§ **Opdrachten**
- 1) Hoeveel kinderen heeft de mevrouw in het fietsverhaal bij zich op haar fiets, en waar zitten ze?
- 2) Schrijf alle zinnen uit het fietsverhaal over die met het woord "Ik" beginnen.
- 3) Ga verder met het fietsverhaal na de laatste zin.

§ **Tekstgedeelte**
Ik moet rechtdoor en zie een mevrouw aankomen met twee kleine kinderen op haar fiets. eentje voor en eentje achterop. Ze kan de fiets nog net in balans houden. Ik kijk naast me of ik kan uitwijken maar ik word links ingehaald. Ik kan de mevrouw niet voor laten gaan dus ik trap wat harder door zodat ze achter me kan invoegen. Best spannend want ik dacht heel even dat ze tegen me aan zou fietsen, waarschijnlijk dacht ze dat ze voorrang had.

Geëxtraheerde gegevens:
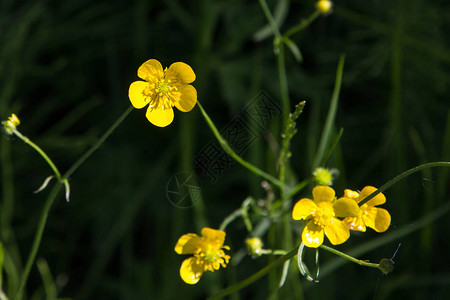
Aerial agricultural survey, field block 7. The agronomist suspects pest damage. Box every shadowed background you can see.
[0,0,450,300]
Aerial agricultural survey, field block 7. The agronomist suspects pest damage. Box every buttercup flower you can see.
[341,186,391,232]
[292,185,359,248]
[175,227,230,284]
[128,59,197,127]
[245,237,263,257]
[2,114,20,134]
[316,0,333,14]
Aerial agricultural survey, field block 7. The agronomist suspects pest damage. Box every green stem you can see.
[312,55,345,170]
[277,42,291,128]
[13,182,62,300]
[208,247,298,300]
[13,107,133,300]
[320,244,380,268]
[63,106,133,179]
[284,10,320,37]
[359,161,450,206]
[13,129,61,180]
[197,101,281,187]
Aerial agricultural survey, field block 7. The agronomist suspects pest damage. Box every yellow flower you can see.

§ **Antwoorden per opdracht**
- 1) Twee kleine kinderen: eentje voor en eentje achterop.

- 2)
- Ik moet rechtdoor en zie een mevrouw aankomen met twee kleine kinderen op haar fiets.
- Ik kijk naast me of ik kan uitwijken maar ik word links ingehaald.
- Ik kan de mevrouw niet voor laten gaan dus ik trap wat harder door zodat ze achter me kan invoegen.

- 3)
Vijftig meter verderop ben ik de situatie al bijna vergeten als de mevrouw met de twee kinderen naast me komt fietsen. Ik hoor haar tegen haar kinderen praten met een (best wel irritant) stemmetje waar ik een denkbeeldig vingertje bij zie wijzen, “Die mevrouw let niet op het verkeer hè, ze heeft een koptelefoon op, ze is met hele andere dingen bezig.’
Of het de tekst was, het feit dat ze ‘via’ haar kinderen communiceerde of dat ik dat wijzende vingertje zo voor me zag, ik weet niet wat precies de ’trigger’ was maar ik ONTPLOFTE. En niet zo’n beetje ook. Ik schoof mijn koptelefoon af en probeerde haar (met hetzelfde vingertje) erop te wijzen dat ZIJ van rechts kwam en dat er HAAIENTANDEN stonden en dat ik nog zo mijn best had gedaan om haar voor te laten gaan maar dat ik niet naar links kon omdat ik werd ingehaald.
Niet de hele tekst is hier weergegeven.